:: Natural language region descriptions ::
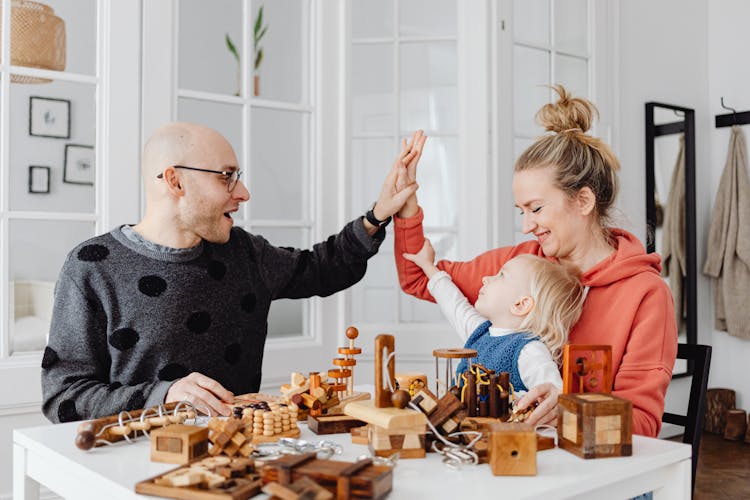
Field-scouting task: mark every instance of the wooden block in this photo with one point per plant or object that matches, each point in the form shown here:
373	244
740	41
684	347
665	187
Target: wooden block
736	425
412	382
333	424
298	380
385	417
347	480
448	405
426	401
407	442
209	478
594	425
355	396
303	488
512	450
718	402
294	432
178	444
360	434
587	368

:: TASK BRIEF ::
Output every record exactly, minus the pictures.

:: ANSWER TO THIS TASK ::
Field-scouting task: mark every instance of the wooden block in this photo with one point per plant or object that matches, each point in the form shown here:
373	244
740	41
684	347
665	187
Target: wooden block
736	425
412	382
333	424
298	380
385	417
347	480
448	405
426	401
407	442
209	478
594	425
355	396
303	488
512	450
718	402
294	432
178	444
360	434
587	368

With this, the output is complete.